[BEGIN]

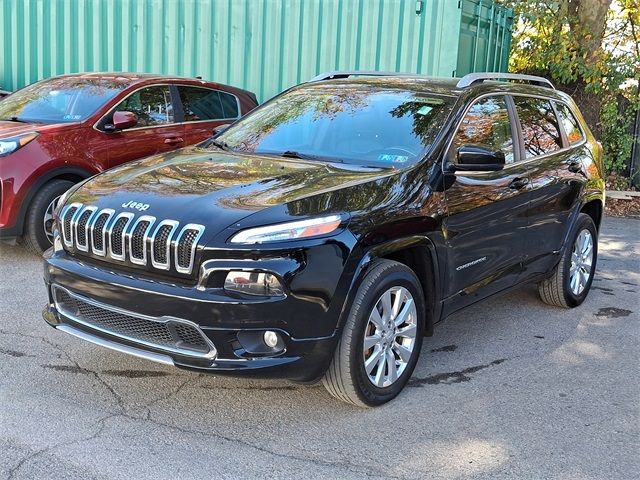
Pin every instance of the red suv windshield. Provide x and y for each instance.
(59, 100)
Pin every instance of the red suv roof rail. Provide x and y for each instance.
(475, 78)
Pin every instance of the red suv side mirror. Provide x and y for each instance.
(123, 120)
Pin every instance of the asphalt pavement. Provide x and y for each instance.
(510, 388)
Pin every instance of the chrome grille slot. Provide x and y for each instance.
(80, 226)
(117, 233)
(164, 333)
(186, 247)
(67, 217)
(98, 231)
(161, 243)
(138, 239)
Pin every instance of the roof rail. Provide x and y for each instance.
(473, 78)
(352, 73)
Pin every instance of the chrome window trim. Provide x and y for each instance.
(521, 162)
(189, 226)
(109, 231)
(211, 355)
(94, 250)
(78, 205)
(143, 218)
(79, 246)
(174, 229)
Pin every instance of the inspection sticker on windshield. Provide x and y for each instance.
(386, 157)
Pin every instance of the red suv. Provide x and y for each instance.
(60, 131)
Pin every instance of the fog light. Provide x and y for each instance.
(270, 339)
(253, 283)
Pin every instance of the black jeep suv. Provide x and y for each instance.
(325, 233)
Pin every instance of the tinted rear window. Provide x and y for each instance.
(207, 104)
(570, 124)
(540, 130)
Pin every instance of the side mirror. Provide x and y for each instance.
(123, 120)
(475, 158)
(220, 128)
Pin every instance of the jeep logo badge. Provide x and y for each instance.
(138, 206)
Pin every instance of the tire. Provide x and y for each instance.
(35, 239)
(346, 379)
(559, 290)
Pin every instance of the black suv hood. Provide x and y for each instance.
(202, 186)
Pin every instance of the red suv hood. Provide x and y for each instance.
(12, 129)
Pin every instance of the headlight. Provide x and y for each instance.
(289, 231)
(10, 145)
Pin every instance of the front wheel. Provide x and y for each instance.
(571, 280)
(382, 337)
(38, 235)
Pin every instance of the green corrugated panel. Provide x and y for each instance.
(262, 45)
(485, 37)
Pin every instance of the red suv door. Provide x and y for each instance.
(155, 132)
(204, 109)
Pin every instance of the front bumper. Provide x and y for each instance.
(307, 325)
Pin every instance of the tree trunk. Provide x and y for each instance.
(587, 21)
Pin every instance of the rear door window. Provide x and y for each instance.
(569, 123)
(540, 131)
(152, 105)
(206, 104)
(487, 125)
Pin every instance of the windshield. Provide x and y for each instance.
(59, 100)
(352, 123)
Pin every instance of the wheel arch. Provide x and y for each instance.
(72, 174)
(594, 209)
(419, 254)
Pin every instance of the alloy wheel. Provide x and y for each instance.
(581, 262)
(390, 336)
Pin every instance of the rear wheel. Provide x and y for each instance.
(38, 234)
(382, 337)
(569, 284)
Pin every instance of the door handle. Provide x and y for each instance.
(575, 167)
(518, 183)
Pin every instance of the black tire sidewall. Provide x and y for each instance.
(34, 227)
(584, 222)
(371, 394)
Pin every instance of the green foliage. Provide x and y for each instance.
(556, 38)
(615, 137)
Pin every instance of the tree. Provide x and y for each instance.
(590, 49)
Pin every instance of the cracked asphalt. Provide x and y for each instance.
(510, 388)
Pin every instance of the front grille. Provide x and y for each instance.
(173, 335)
(67, 217)
(121, 237)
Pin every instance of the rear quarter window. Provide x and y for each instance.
(207, 104)
(540, 131)
(570, 124)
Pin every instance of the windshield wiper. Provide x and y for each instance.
(306, 156)
(13, 119)
(221, 145)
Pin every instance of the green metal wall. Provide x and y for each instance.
(261, 45)
(485, 37)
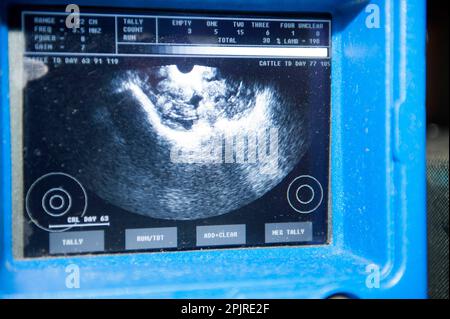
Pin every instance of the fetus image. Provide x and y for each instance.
(172, 141)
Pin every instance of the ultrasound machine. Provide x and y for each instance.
(212, 149)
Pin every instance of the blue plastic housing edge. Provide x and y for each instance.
(377, 180)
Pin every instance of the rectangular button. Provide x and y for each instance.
(77, 242)
(288, 232)
(148, 238)
(220, 235)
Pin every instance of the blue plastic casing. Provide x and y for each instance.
(377, 179)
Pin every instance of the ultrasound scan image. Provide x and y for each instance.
(173, 153)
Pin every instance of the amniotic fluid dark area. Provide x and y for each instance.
(171, 140)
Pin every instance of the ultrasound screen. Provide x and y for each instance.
(155, 131)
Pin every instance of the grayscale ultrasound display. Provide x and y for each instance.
(148, 132)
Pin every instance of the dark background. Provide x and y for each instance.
(437, 148)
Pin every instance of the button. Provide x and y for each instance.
(221, 235)
(56, 202)
(288, 232)
(305, 194)
(77, 242)
(54, 198)
(151, 238)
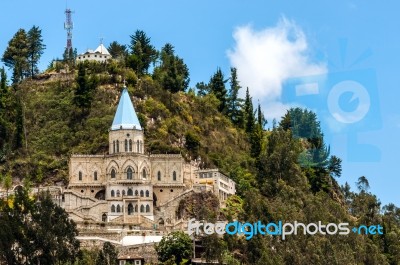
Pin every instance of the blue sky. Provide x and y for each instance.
(269, 42)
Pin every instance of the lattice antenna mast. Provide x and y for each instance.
(68, 26)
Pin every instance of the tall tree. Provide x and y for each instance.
(16, 55)
(234, 102)
(84, 91)
(142, 53)
(176, 245)
(217, 87)
(35, 48)
(172, 73)
(248, 113)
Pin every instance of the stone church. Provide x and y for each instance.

[END]

WORK REQUIRED. Return every line of the listing above without alteration, leaving out the pictures.

TASK ANSWER.
Pin every instance of the red suv windshield. Provide x and y for each instance.
(59, 100)
Pin every instance of the red suv roof rail. Provide x and y for each instance.
(475, 78)
Pin every instance of the red suv side mirror. Provide x and y for each instance.
(123, 120)
Pin every instance of the asphalt pavement. Provide x and y for each instance.
(510, 388)
Pin every instance of the chrome grille slot. Provide x and y for each instance.
(80, 226)
(117, 233)
(164, 333)
(186, 247)
(67, 217)
(98, 231)
(161, 243)
(138, 239)
Pin every instance of the roof rail. Provide x and y for each instance.
(473, 78)
(352, 73)
Pin every instance of the chrome window trim. Provide x and y for each instance.
(521, 162)
(189, 226)
(109, 231)
(211, 355)
(94, 250)
(78, 205)
(143, 218)
(79, 246)
(174, 229)
Pin every instance of the inspection sticker on windshield. Provide x and y for each instance.
(386, 157)
Pin every instance of the red suv. Provide x and y for each instance.
(60, 131)
Pin every instance of the fog light. Provide x and y for each instance.
(270, 339)
(253, 283)
Pin every instance of the black jeep suv. Provide x and y for each instance.
(325, 233)
Pin every instance of the tinted rear window. Provide x and y for each instance.
(207, 104)
(570, 124)
(540, 130)
Pin every instance of the side mirror. Provide x and y for each instance.
(123, 120)
(475, 158)
(220, 128)
Pin every instance of the jeep logo badge. Provide x and y for each instance.
(138, 206)
Pin every instance of the tire. Provide x and y for each instance.
(35, 239)
(346, 379)
(559, 290)
Pin every instance of the black suv hood. Provide x and y for each instance.
(202, 186)
Pin every instance of the red suv hood. Provide x and y for each instance.
(12, 129)
Pin every instance of the headlight. Provide x and y for each instance.
(289, 231)
(10, 145)
Pin every instance of the front wheel. Provide x and y for each instance.
(571, 280)
(382, 337)
(38, 235)
Pin every instance of the green corrugated panel. Provide x and y for each instance.
(262, 45)
(485, 37)
Pin every instance of the red suv door. Provide x and y for each instance.
(155, 132)
(204, 109)
Pin every instance of the front bumper. Provide x and y for each instance.
(307, 325)
Pin every instance of the tree trunk. Provide x and y for each instance.
(587, 21)
Pin every instance of the rear door window. Provide x and y for each instance.
(569, 123)
(540, 131)
(152, 105)
(206, 104)
(487, 125)
Pin every instance of the windshield. Provide x and y for each instance.
(59, 100)
(352, 123)
Pin every instance of the wheel arch. Provide x and y for each instance.
(72, 174)
(594, 209)
(419, 254)
Pin every instance of the alloy wheel. Provide x and y for each instance.
(581, 262)
(390, 336)
Pin every instance of the rear wheel. Provide x and y for each instance.
(38, 234)
(382, 337)
(569, 284)
Pin every instance of the door handle. Provide x and y for each instance.
(575, 167)
(518, 183)
Pin every instance of the black tire sidewall. Provide x and y for each instance.
(34, 227)
(584, 222)
(371, 394)
Pin every instance of the green foliage. Provide x and y for each instance.
(556, 38)
(615, 137)
Pin every instance of the tree. Provide x and y for each instance.
(590, 49)
Pin every instance of the cracked asphalt. Provide x and y for each instance.
(510, 388)
Pin every instance of the front grille. Provide x and y for each instance.
(173, 335)
(67, 217)
(121, 237)
Pin every instance of the rear quarter window. Provide x and y for each instance.
(207, 104)
(540, 131)
(570, 124)
Pin every instance of the windshield wiper. Provide x and y for each instance.
(306, 156)
(13, 119)
(221, 145)
Pin every instance of the green metal wall. Provide x and y for each instance.
(261, 45)
(485, 37)
Pin every instance of the fetus image. Provide x and y for each instance.
(172, 141)
Pin every instance of the ultrasound machine. Provide x and y for each instance.
(212, 149)
Pin every instance of the blue plastic housing edge. Provide x and y for each instance.
(377, 180)
Pin every instance of the rectangular button. Provide x and y for each instance.
(77, 242)
(288, 232)
(148, 238)
(220, 235)
Pin every instance of the blue plastic casing. Provide x and y for each instance.
(377, 179)
Pin every instance of the ultrasound scan image. Provide x and y for each instance.
(173, 153)
Pin every instance of the amniotic fluid dark area. Provide x and y for each instance.
(171, 140)
Pin every instance of the ultrasound screen. Provide x and y for each instance.
(155, 131)
Pin every instance of the grayscale ultrasound display. Provide x and y for each instance.
(148, 132)
Pin every instance of the dark background. Provide x and y for each instance.
(437, 148)
Pin every instance of the button. Provide x and y for each instance.
(221, 235)
(56, 202)
(288, 232)
(305, 194)
(77, 242)
(54, 198)
(151, 238)
Pin every instance of the blue sky. Provide x and y for each instance.
(269, 42)
Pin every instance of the lattice antenna mast. Provide x and y for each instance.
(68, 26)
Pin every instance of the tall tree. Provide x and y for each instance.
(16, 55)
(234, 102)
(84, 91)
(142, 53)
(176, 245)
(217, 87)
(35, 48)
(172, 73)
(248, 113)
Pin every instance of the stone church. Provide x and y for each instance.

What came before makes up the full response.